QUOTED PASSAGE:
◇ ◇ ◇ ◇ ◇
I thought, "You know my girlfriend? Are you sure? Wait a minute!" 

Finally, not being the sharpest tool in the shed, it dawned on me what was going on. These girls were actually trying to pick up on me. I couldn't believe it!  In all the years I had lived in the USA not once did a girl ever ask me out for a date excepting Shanda Shinkaruk, my very first date which was a Sadie Hawkins "Backwards dance" when I was in ninth grade. Now, here I was in Japan, standing on the street corner and, all within an hour, four different girls... NO! Four different extremely awesome sexy Japanese girls who you'd die for were trying to pick me up!

It was like I'd died and gone to heaven!

"What a wonderful country Japan is!" I thought. "I want to live here!"

That was 1979. You may think I am totally stupid, but, my girlfriend, by the way, was a famous model at that time and was on the cover of magazines... That's why I thought twice about dumping her for these hussy women... Today? Absolutely not! I wouldn't think about it for 1/2 a second before I'd be massaging their toes and cooking dinner for them every night!

Anyway... Between 1979 and 1984, I came to Japan many times and, each time, I never wanted to return to the USA... Finally, in 1984 or so, I got fed up with the USA and my job and decided to move around the world. I wrote about that in Working With Thieves Liars and Crooks. But the first place I wanted to live was, of course, Japan.  

In 1984 foreigners were still rare in Japan - and popular with the women, and that led to my first divorce as I was unable to control my hormones.

I still feel sorry for my ex-wife and kids about that. Forgive me. The How to Survive Women Blog has an excellent article about that entitled: Cheated on - Now What? 

But I digress.

By 1984, when I moved to Japan, I had taken several courses in Japanese language at my university and was one of the top students in class (it didn't hurt that there were many Japanese exchange student women living in the dorms with which I could, er, "exchange" lessons with.)

I landed a job with an English school in Shinjuku, then Iidabashi. Since I could speak some Japanese, I was the liaison between the Japanese staff (managers) and the few foreigners on roster. 

Those, my friends, were the glory days of English teaching in Japan.

Yen to dollar rate from 1985 to 1989. From 1985 to 1989, the US dollar lost 1/2 its value against the Japanese yen. English teachers were being paid $50,000 a year - or more - working part time teaching English!

In those days, since I was in management, I know, there were English teachers at our company getting paid, I'd say, on average, ¥700,000 per month. Some were earning over ¥1,000,000 per month. ¥700,000 per month, in 1985, was "only" about $2,756 per month in USD. By 1989, that was about $5,512 per month... And that was for 20 hours a week of classroom time!

Think about that! English teachers were so rare in those days that they were earning, on average, more than $60,000 a year in 1989. People who couldn't get a job mowing lawns back home were pulling down $60 thusand dollars a year teaching part time and sleeping with their students! Since I was a measly liaison, I was only making $80,000 a year to babysit those dumb foreigners (maybe not so dumb, eh?) I even knew a few guys who were making twice that amount.
◇ ◇ ◇ ◇ ◇
MATERIAL PROVIDED:
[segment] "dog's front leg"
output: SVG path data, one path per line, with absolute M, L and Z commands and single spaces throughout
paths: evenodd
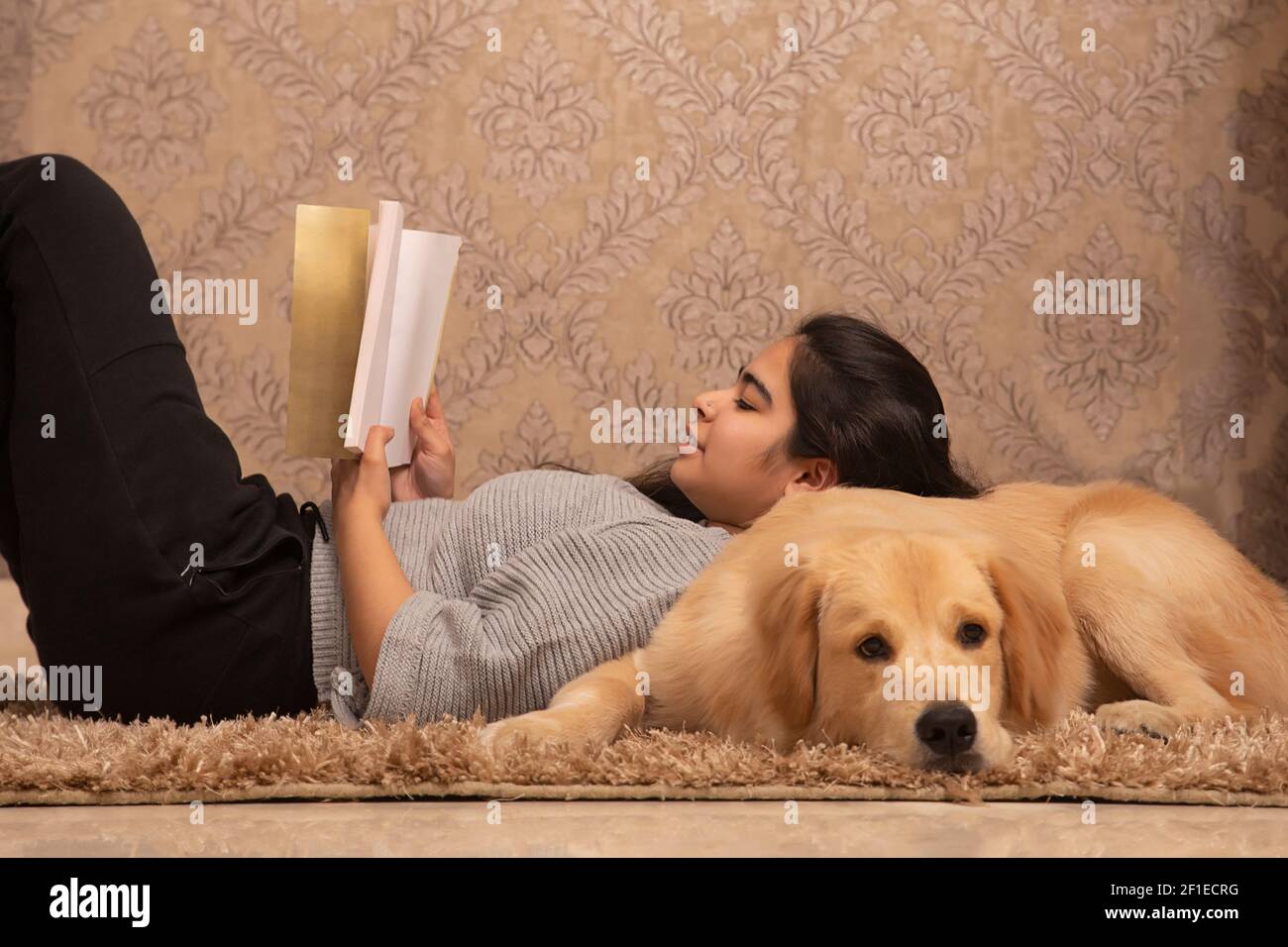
◇ ◇ ◇ ◇ ◇
JOB: Resume the account of teaching English in Japan during the 1980s, picking up right after its last sentence.

EXPECTED OUTPUT:
Like I said, those were the Golden Days of English teaching in Japan. No matter how much I warned other foreigners around me, people played and spent like the gravy train would never end. So don't tell me that teaching English in Japan is a crap job, I remember when it was an awesome job!

Like I said, English speaking people were a rarity and we were always short of them. My old boss, Mr. Hasegawa, and I would go to Shinjuku station and hang around looking for foreigners to teach classes for that evening. We were desperate! If the foreigner was walking and breathing, then they qualified for a teaching job.

We even hired white guys with the names of Ewvig and Euwie (from Austria and South Africa) and told them to say their names were Eric and Ernie, just to save, er, "confusion"... Oh, and don't forget to say that you are from "Canada" or "Nevada"... That's to "explain the accent."

I remember a guy named Arya who, during class, wowed the students with some great phrases like, "Someone explain me this!" or "How to someone say that?" Seriously, he really did say things like that. I cringed...

But it didn't matter...

Those were the days. Us foreigners were rare and oft sought after. We got paid gross amounts of money. Even if we were the dorkiest jerks in town, we got the hottest girls... And why? Not because of our training or education, but just because of our looks, even if they weren't good. Just because we didn't look Japanese. We had the place in the top of society just because of who our parents were and where we were born. Pure and simple and stupid blind luck.

Today, being a foreigner in Japan is no big deal... In fact, in many circles, it is now a detriment... It used to have style and pizzazz! Not anymore.

There is no real moral to this story excepting that I can say that Japan, up until the mid-nineteen nineties was pure men's heaven... I thank god to have been able to have lived through that, in the right place, and at the right time.

Seriously, she was one of my students... Well, at least several girls who look exactly like her were.

NOTE: Later on, I'm going to have to write about when I was a teacher at a girl's high school... Now THAT was a dangerous job. There were at least 9 awesome girls in my class. Or the time I was teaching another class and a girl that easily scored a 10+ wanted to talk to me after class and she started unbuckling my belt while we were discussing her score... Of course, I gave her a 100... Both jobs I quit immediately... Like I said, they were way too dangerous.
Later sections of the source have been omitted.